Фрагмент документа:
================

В АКАДЕМИИ ГЕНЕРАЛЬНОГО ШТАБА 9 страница



       — Простите, ваше превосходительство, но мне кажется, что здесь происходит недоразумение. На приеме у вас сегодня два артиллериста. Один, по-ви­димому, ненормальный, а перед вами — нормальный.

       Директор засмеялся, сел в свое кресло, усадил меня; дверь закрылась и курьер исчез.

       Выслушав внимательно мой рассказ, директор вы­сказал предположение, что закон нарушен, чтобы «протащить в генеральный штаб каких-либо мамень­киных сынков». Я отрицал: четыре офицера, неожи­данно попавшие в список, сами чувствовали смуще­ние немалое. Впрочем, может быть, он был и прав — ходили и такие слухи в Академии...

       — Чем же я могу помочь вам?

       — Я прошу только об одном: сделайте как мож­но скорее запрос военному министру.

       — Обычно у нас это довольно длительная проце­дура, но я обещаю вам в течение двух-трех дней ис­полнить вашу просьбу.

       Так как Мошнин грозил увольнением меня от службы, я обратился в Главное Артиллерийское уп­равление, к генералу Альтфатеру, который заверил меня, что в рядах артиллерии я останусь во всяком случае. Обещал доложить обо всем главе артиллерии, великому князю Михаилу Николаевичу.

================

Исходные данные:

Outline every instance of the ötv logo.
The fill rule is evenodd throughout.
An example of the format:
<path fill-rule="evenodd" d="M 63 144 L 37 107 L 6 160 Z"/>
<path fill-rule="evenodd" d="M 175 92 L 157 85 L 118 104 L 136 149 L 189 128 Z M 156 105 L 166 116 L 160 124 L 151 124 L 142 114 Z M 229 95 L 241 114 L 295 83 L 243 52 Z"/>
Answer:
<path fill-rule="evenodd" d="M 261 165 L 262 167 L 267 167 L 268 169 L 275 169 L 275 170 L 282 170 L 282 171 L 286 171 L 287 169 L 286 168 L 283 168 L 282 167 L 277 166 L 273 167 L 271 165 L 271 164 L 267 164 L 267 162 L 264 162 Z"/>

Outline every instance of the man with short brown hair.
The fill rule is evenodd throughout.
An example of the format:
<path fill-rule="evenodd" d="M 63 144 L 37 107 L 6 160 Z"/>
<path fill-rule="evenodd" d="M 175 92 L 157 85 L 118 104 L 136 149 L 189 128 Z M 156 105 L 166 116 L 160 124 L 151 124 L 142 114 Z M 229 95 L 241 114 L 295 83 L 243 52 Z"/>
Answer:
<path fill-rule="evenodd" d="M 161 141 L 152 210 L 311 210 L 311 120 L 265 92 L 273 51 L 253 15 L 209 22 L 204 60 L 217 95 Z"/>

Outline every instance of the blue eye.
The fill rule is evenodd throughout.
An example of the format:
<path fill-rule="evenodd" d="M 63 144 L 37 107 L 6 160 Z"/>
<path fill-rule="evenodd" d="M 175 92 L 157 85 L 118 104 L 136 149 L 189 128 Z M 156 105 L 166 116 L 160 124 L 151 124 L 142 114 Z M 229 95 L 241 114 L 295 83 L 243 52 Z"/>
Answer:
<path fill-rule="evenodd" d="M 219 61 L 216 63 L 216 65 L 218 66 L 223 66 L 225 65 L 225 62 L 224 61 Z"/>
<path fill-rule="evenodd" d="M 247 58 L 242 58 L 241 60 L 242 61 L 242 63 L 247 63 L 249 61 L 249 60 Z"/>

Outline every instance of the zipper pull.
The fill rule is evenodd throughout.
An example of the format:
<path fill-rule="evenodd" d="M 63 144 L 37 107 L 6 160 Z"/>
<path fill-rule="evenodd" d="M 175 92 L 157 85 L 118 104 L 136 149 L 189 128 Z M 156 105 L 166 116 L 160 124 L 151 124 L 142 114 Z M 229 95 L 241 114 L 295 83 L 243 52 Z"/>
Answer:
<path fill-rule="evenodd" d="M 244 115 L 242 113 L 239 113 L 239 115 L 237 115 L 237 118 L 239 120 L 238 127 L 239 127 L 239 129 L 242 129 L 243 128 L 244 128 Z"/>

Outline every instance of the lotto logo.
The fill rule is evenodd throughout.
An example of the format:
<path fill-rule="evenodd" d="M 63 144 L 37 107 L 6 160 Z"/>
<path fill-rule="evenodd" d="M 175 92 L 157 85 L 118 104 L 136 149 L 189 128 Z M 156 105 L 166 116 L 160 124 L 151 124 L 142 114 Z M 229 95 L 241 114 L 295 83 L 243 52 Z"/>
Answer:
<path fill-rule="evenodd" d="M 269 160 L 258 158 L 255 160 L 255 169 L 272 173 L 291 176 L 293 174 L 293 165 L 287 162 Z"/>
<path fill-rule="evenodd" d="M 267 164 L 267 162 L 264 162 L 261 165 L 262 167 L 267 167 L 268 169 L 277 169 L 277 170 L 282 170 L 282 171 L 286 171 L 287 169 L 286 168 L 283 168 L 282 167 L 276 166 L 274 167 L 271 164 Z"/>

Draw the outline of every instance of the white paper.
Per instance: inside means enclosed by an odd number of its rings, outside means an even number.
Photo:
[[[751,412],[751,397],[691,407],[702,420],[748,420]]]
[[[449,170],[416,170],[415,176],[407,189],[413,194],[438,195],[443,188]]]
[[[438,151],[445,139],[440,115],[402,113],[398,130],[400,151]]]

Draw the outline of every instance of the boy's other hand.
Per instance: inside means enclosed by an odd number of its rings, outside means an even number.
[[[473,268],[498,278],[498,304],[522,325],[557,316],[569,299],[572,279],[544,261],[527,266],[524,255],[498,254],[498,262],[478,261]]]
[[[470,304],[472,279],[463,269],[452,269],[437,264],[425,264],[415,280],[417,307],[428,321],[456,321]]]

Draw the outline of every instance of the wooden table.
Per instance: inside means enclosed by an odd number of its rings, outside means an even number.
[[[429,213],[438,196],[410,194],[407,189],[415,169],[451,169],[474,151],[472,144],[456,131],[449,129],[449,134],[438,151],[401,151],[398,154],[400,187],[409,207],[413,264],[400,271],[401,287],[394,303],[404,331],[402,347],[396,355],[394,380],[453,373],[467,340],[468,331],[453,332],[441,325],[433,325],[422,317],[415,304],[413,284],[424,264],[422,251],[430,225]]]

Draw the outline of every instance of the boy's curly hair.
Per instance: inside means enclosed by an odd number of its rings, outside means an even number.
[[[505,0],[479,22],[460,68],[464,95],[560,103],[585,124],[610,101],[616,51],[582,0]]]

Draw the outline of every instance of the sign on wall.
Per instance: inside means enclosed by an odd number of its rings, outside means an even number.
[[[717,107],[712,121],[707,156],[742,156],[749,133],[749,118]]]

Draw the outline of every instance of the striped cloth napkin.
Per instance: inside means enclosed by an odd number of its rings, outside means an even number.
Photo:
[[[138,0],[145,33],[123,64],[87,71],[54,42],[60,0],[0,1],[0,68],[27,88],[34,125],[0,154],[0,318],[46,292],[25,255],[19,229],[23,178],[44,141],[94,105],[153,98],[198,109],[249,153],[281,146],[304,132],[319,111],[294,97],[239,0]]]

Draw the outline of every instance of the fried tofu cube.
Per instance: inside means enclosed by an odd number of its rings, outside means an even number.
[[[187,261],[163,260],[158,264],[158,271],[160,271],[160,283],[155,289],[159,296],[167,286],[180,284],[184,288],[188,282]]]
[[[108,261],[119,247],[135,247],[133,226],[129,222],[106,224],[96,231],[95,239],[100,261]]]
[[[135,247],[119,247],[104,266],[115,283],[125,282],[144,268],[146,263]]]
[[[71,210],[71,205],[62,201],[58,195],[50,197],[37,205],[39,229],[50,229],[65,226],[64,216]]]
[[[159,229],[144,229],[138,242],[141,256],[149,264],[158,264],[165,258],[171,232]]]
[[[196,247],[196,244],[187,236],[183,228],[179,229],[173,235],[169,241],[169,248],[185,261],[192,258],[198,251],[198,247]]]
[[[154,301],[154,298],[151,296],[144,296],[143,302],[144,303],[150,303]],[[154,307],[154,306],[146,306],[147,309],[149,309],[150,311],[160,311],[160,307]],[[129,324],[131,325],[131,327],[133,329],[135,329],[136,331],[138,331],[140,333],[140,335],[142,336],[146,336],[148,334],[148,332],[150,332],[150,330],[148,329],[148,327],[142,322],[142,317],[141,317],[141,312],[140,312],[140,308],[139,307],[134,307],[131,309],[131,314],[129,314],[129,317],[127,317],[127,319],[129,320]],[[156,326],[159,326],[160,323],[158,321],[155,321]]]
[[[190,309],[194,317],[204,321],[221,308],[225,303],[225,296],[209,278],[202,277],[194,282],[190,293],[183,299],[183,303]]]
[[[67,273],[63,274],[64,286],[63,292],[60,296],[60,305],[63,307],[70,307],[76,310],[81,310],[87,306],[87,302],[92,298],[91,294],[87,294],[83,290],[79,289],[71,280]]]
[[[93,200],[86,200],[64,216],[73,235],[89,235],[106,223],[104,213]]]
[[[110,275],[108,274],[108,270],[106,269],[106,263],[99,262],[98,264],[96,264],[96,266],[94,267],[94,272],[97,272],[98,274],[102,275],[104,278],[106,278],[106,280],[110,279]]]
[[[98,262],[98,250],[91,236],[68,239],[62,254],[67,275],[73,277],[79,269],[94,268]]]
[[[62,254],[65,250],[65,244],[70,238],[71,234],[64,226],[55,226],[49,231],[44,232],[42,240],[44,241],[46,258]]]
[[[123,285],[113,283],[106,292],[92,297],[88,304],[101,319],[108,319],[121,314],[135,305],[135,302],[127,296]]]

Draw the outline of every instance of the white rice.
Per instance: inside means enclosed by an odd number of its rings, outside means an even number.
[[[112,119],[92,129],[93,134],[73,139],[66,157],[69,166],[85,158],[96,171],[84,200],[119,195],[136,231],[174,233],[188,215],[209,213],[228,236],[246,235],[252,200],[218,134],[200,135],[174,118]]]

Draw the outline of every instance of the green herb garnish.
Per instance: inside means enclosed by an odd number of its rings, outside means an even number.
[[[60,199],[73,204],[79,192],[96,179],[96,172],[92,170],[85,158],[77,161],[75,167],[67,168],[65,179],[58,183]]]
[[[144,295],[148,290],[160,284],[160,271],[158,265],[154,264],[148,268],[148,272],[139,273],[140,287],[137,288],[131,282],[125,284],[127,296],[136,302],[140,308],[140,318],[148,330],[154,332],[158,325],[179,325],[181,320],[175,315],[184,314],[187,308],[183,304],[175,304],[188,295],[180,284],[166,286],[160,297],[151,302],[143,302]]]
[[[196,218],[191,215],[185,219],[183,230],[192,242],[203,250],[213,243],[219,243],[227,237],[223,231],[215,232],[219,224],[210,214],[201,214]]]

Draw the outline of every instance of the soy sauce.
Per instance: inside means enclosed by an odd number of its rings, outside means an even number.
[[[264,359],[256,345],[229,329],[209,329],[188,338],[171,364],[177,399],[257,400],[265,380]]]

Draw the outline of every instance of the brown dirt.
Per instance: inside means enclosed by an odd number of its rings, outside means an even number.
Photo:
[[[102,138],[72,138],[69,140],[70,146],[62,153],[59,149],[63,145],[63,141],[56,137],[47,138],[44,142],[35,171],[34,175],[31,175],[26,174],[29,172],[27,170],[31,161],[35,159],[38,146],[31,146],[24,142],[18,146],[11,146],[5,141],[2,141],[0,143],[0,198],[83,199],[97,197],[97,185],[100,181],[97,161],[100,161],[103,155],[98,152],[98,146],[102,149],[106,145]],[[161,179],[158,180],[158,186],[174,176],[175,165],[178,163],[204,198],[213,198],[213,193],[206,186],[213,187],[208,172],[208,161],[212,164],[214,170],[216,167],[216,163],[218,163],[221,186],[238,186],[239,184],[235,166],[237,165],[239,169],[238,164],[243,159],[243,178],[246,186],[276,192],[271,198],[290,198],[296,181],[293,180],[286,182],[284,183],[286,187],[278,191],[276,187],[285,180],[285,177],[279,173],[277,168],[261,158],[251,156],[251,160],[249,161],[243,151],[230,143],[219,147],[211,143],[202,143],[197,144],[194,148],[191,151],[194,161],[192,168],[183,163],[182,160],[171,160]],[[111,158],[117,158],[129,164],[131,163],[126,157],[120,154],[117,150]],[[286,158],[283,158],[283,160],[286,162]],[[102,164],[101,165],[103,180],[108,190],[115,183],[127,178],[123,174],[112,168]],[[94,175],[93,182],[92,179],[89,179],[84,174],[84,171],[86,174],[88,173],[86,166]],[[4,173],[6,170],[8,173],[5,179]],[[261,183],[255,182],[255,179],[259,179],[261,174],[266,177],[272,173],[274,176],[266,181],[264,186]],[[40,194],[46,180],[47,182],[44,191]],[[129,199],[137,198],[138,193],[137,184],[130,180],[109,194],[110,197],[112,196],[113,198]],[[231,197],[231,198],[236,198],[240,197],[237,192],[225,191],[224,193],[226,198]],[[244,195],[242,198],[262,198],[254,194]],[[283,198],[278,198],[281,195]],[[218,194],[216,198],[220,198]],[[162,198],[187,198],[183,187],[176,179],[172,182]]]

================

Что сделать:
a) Выпишите из текста об Академии Генерального штаба отрывок от слов "Выслушав внимательно мой" до слов "ис­полнить вашу просьбу." включительно.
b) Напишите продолжение текста об Академии Генерального штаба, начиная сразу после его последнего предложения.

Ответы по заданиям:
a)
Выслушав внимательно мой рассказ, директор вы­сказал предположение, что закон нарушен, чтобы «протащить в генеральный штаб каких-либо мамень­киных сынков». Я отрицал: четыре офицера, неожи­данно попавшие в список, сами чувствовали смуще­ние немалое. Впрочем, может быть, он был и прав — ходили и такие слухи в Академии...

       — Чем же я могу помочь вам?

       — Я прошу только об одном: сделайте как мож­но скорее запрос военному министру.

       — Обычно у нас это довольно длительная проце­дура, но я обещаю вам в течение двух-трех дней ис­полнить вашу просьбу.

b)
***

       Запрос Канцелярии прошений военному минист­ру возымел действие. Академия оставила меня в {106} покое, и дело перешло в Главный штаб. Для производ­ства следствия над моим «преступлением» назначен был пользовавшийся в генеральном штабе большим уважением генерал Мальцев. Вообще в Главном шта­бе я встретил весьма внимательное отношение и, по­этому, был хорошо осведомлен о закулисных пери­петиях моего дела. Я узнал, что генерал Мальцев в докладе своем стал на ту точку зрения, что выпуск из Академии произведен незаконно, и что в действи­ях моих нет состава преступления. Что к составле­нию ответа Канцелярии прошений привлечены юрис­консульты Главного штаба и Военного министерства, но работы их не удовлетворяют Куропаткина, кото­рый порвал уже два проекта ответа, сказав раздражи­тельно:

       — И в этой редакции сквозит между строк, буд­то я не прав.

       Так шли неделя за неделей... Давно уже прошел обычный срок для выпуска из военных Академий; исчерпаны были кредиты и прекращена выдача ака­демистам добавочного жалованья и квартирных де­нег по Петербургу. Многие офицеры бедствовали, в особенности семейные. Начальники других Академий настойчиво добивались у Сухотина, когда же, наконец, разрешится инцидент, задерживающий представление выпускных офицеров четырех Академий (Генерального штаба, Артиллерийская, Инженерная и Юри­дическая.) государю императору...

       Наконец, ответ военного министра в Канцелярию прошений был составлен и послан; испрошен был день Высочайшего приема; состоялся Высочайший приказ о производстве выпускных офицеров в сле­дующие чины «за отличные успехи в науках». К {107} большому своему удивлению, я прочел в нем и о своем производстве в капитаны.

       По установившемуся обычаю, за день до пред­ставления государю, в одной из академических зал выпускные офицеры представлялись военному ми­нистру. Генерал Куропаткин обходил нас, здороваясь, и с каждым имел краткий разговор. Подойдя ко мне, он вздохнул глубоко и прерывающимся голосом сказал:

       — А с вами, капитан, мне говорить трудно. Скажу только одно: вы сделали такой шаг, который не одоб­ряют все ваши товарищи.

       Я не ответил ничего.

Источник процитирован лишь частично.